Now, I want to make it clear I'm not trying to slag off that particular podcaster. It's just that, it felt emblematic of the way even some of the left views contemporary art with bewilderment or suspicion, a lot of the time. I mean wow big shock I guess, most podcasters aren't art historians. But I think the nonliteral in art, things outside the narrow confines of the AAA game, the blockbuster superhero movie, and the thuddingly literal bronze bust, are treated with nervous trepidation. At worst, they're treated with a kind of weird reverse-elitism, the same treatment that Theory gets a lot of the time: how dare you suggest the Working Man needs anything more than vernacular media and personal experience? Don't you know it's elitist and indeed anti-working class to tell people to read another god damn book?

But comrades who do you think Tipper Gore and Mary Whitehouse and all the various Butterball-From-Hellraisers that make up the bulk of Republicans in congress were? They're the god damn financial elite too, just as much as the artists and art viewers you imagine make all the kooky weird nonsense that you hate! The owners of the means of production who buy contemporary art... go to the same Eyes Wide Shut parties as the owners of the means of production who mount propaganda campaigns against its degeneracy! Like the rest of the culture war it feels like a conversation happening basically wholly on the terms that the wealthy have set for us, one fundamentally ignorant of history, context, and even basic ass visual and storytelling literacy.

Thinking it over though, I don't think it's just the elites casually playing both sides of the culture war that gets to me. Why is it that I can get so angry about this when there's so many other awful ways the reactionary wave is drowning us? I think it's the sense that people are always looking for an excuse, even our ostensible allies are always looking for a fucking excuse, to throw us under the bus. Maybe it's a simple reaction to online "communities" far in excess of what we neurologically evolved to handle, that tendency to simply cull surplus humans for imagined transgressions. But it sure feels like the audience for art even on the ostensible "left" in 2020 is astoundingly fickle and always looking for some step outside the boundaries of the acceptable.

But ahhh criticism, criticism, I wanted to write about criticism. I keep coming back to the question of impotence. If my words could fork lightning, summon the storm, I'm not sure I'd be raging like this. Nothing I can say in defense of Maggi Hambling's art really matters. Like, if I told you that actually her work's pretty hit or miss for me, and I'm not sure the Wollstonecraft statue is a hit? If I said that,,, when she hits she hits hard, and her self portaits REALLY hit for me.

───

Tasks to perform:
**A.** According to the passage given, whose art does the writer say nothing can be said in defense of that really matters?
**B.** Write out everything in the passage given from "Now, I want" down to "god damn book?", switching "bronze bust" to "marble bust".

Listing:
───

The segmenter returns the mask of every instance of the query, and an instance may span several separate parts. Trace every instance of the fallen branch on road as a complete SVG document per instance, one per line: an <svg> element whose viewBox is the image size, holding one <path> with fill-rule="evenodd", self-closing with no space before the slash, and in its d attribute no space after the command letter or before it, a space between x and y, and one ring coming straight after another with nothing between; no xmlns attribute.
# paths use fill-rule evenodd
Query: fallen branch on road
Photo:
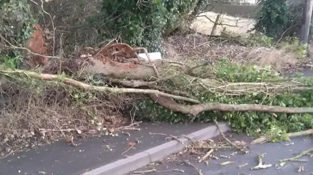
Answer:
<svg viewBox="0 0 313 175"><path fill-rule="evenodd" d="M256 170L260 169L265 169L268 168L272 166L272 164L263 164L263 161L262 159L264 157L264 154L262 154L258 155L258 161L259 164L255 167L250 168L250 170Z"/></svg>
<svg viewBox="0 0 313 175"><path fill-rule="evenodd" d="M199 175L203 175L203 174L201 172L202 171L201 170L201 169L197 167L196 165L188 162L188 160L184 160L183 162L184 163L186 163L188 165L193 167L197 171L197 172L198 172L198 174Z"/></svg>
<svg viewBox="0 0 313 175"><path fill-rule="evenodd" d="M237 149L240 151L244 154L246 154L249 153L249 152L246 150L246 148L241 148L240 146L238 146L235 145L233 142L232 142L231 141L229 140L229 139L227 138L225 136L225 135L224 135L224 133L223 133L223 131L222 131L222 129L221 129L221 127L220 126L220 124L219 124L218 121L216 120L216 119L214 119L213 121L215 123L216 126L217 127L217 128L219 130L219 131L220 132L220 134L221 135L221 136L223 138L223 139L224 139L225 141L226 141L228 143L229 143L229 144L230 144L233 147L236 148Z"/></svg>
<svg viewBox="0 0 313 175"><path fill-rule="evenodd" d="M306 156L308 154L311 153L311 152L313 152L313 148L309 149L307 150L302 152L301 153L298 154L298 155L290 158L287 158L284 159L280 160L279 161L281 162L287 162L288 161L292 161L293 160L298 159L299 158L302 157L302 156Z"/></svg>
<svg viewBox="0 0 313 175"><path fill-rule="evenodd" d="M296 136L308 136L311 135L313 135L313 129L295 133L287 133L286 134L286 136L288 137L294 137ZM254 145L265 143L270 141L270 136L267 135L251 141L250 144Z"/></svg>

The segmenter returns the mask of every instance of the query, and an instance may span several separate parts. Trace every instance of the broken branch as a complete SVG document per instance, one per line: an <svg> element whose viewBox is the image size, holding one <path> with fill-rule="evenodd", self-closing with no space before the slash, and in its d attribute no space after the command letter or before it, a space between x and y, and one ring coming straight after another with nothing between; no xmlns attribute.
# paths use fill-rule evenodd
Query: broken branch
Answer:
<svg viewBox="0 0 313 175"><path fill-rule="evenodd" d="M264 154L262 154L258 155L258 161L259 164L255 167L250 168L250 170L256 170L260 169L265 169L272 166L272 164L263 164L262 159L264 157Z"/></svg>
<svg viewBox="0 0 313 175"><path fill-rule="evenodd" d="M313 129L309 129L306 131L299 131L295 133L288 133L287 136L288 137L294 137L299 136L308 136L313 134ZM266 135L251 142L251 145L264 143L269 141L270 137L268 135Z"/></svg>

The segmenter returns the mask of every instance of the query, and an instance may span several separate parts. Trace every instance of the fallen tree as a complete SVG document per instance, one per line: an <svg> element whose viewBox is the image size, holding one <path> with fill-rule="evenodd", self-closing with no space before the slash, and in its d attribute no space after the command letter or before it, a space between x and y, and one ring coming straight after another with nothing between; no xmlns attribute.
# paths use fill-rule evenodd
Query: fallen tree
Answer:
<svg viewBox="0 0 313 175"><path fill-rule="evenodd" d="M0 74L11 77L26 76L29 78L56 81L89 92L148 94L154 102L169 109L171 113L179 112L194 117L205 111L216 111L262 112L274 116L276 113L313 113L313 108L308 105L294 106L291 103L289 106L286 104L282 106L281 104L275 106L270 104L272 102L266 101L281 96L305 94L312 90L312 78L285 79L273 70L253 66L239 69L238 72L225 59L214 65L209 62L188 65L169 60L152 61L149 57L147 60L138 57L137 52L140 51L146 52L144 48L133 48L123 43L113 44L98 49L85 48L71 58L62 59L62 62L50 61L51 64L46 65L43 71L52 72L52 70L56 70L55 66L59 69L62 65L58 70L59 72L64 72L61 75L4 67ZM232 73L227 75L225 70L227 66L232 67ZM243 71L254 73L247 75L240 72ZM221 71L224 71L222 74L224 75L221 75ZM209 75L208 73L209 76L201 78L204 74ZM239 78L243 75L248 78L253 74L256 76L255 79L245 81ZM81 82L90 75L107 85L95 86ZM255 82L251 82L253 81ZM234 101L224 104L212 101L214 96L237 99L250 97L251 99L247 101L250 104L237 104ZM258 101L256 98L263 98L263 101Z"/></svg>
<svg viewBox="0 0 313 175"><path fill-rule="evenodd" d="M290 132L313 123L312 78L285 78L269 67L239 66L226 58L215 63L147 60L138 56L145 48L125 43L84 47L68 58L46 57L37 51L49 49L38 48L35 38L25 47L37 50L7 44L35 56L28 60L43 67L0 66L2 94L8 94L2 95L6 107L0 118L7 142L10 135L25 135L13 131L21 128L27 136L45 137L59 136L57 131L104 131L125 115L172 122L217 117L250 135L273 125Z"/></svg>

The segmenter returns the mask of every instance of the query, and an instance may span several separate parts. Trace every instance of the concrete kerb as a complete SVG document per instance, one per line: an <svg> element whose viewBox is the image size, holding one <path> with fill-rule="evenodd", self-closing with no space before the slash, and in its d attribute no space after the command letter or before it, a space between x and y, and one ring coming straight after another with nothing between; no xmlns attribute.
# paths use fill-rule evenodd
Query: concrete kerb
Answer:
<svg viewBox="0 0 313 175"><path fill-rule="evenodd" d="M220 123L223 132L229 130L228 126L224 123ZM220 132L215 125L192 133L187 136L192 139L206 140L216 136ZM159 160L173 154L179 152L189 142L189 140L181 137L177 140L172 140L156 146L145 151L136 154L127 158L96 168L82 175L124 175L150 163Z"/></svg>

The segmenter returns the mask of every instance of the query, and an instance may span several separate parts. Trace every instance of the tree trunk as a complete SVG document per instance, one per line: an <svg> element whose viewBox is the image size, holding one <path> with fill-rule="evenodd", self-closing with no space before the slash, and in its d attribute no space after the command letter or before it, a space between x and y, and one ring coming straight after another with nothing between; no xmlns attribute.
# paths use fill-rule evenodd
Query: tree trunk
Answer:
<svg viewBox="0 0 313 175"><path fill-rule="evenodd" d="M311 23L312 17L312 10L313 9L313 0L306 0L304 4L300 39L302 43L309 42L309 35L310 33L310 27Z"/></svg>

───

Answers to the tasks:
**A.** Maggi Hambling's art.

**B.**
Now, I want to make it clear I'm not trying to slag off that particular podcaster. It's just that, it felt emblematic of the way even some of the left views contemporary art with bewilderment or suspicion, a lot of the time. I mean wow big shock I guess, most podcasters aren't art historians. But I think the nonliteral in art, things outside the narrow confines of the AAA game, the blockbuster superhero movie, and the thuddingly literal marble bust, are treated with nervous trepidation. At worst, they're treated with a kind of weird reverse-elitism, the same treatment that Theory gets a lot of the time: how dare you suggest the Working Man needs anything more than vernacular media and personal experience? Don't you know it's elitist and indeed anti-working class to tell people to read another god damn book?